▶ TASK GOAL:
Among the lines below, count those with "stethoscope". Give the total alone.

___ DATA SHOWN ___

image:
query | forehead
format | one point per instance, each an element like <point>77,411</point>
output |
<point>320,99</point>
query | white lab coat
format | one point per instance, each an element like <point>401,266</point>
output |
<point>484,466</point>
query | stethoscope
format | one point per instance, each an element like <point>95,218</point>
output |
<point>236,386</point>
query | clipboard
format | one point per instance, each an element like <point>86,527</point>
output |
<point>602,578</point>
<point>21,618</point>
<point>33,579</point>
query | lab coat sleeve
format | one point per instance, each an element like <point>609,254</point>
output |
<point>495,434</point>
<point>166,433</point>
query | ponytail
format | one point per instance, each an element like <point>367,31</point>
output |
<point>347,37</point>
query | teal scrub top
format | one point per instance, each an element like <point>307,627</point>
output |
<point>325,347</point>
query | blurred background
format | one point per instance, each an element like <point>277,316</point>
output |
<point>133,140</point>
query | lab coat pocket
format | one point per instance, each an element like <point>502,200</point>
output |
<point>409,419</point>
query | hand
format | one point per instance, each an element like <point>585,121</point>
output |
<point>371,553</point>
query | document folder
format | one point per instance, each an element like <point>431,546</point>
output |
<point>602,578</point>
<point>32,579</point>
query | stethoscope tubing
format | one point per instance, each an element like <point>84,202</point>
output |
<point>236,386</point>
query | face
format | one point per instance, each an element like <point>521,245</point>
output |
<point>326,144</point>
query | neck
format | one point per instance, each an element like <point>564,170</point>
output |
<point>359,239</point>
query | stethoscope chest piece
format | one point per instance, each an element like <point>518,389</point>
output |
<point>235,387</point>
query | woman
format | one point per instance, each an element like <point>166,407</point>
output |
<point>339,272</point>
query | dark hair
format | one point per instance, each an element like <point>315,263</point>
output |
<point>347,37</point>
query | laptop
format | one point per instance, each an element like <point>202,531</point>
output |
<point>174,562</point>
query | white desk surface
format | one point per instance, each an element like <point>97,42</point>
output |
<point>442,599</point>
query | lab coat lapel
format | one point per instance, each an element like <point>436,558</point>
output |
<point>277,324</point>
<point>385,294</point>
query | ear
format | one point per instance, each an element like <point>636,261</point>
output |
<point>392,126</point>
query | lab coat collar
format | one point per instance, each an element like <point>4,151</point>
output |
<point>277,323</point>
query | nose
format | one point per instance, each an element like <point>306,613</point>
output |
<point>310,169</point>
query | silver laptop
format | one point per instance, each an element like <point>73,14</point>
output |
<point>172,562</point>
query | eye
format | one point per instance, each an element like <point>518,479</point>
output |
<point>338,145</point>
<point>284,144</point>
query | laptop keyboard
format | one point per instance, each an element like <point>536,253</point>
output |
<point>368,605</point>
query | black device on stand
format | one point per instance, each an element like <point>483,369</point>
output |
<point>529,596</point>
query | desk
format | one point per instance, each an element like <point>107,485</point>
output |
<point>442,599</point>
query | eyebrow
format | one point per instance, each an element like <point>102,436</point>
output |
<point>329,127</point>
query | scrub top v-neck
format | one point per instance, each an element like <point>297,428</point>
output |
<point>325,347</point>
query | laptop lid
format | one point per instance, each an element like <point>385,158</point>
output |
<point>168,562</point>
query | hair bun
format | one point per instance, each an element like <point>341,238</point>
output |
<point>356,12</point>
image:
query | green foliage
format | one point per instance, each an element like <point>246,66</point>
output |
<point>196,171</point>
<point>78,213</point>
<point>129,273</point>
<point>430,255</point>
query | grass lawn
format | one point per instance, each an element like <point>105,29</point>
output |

___

▶ EXERCISE RESULT:
3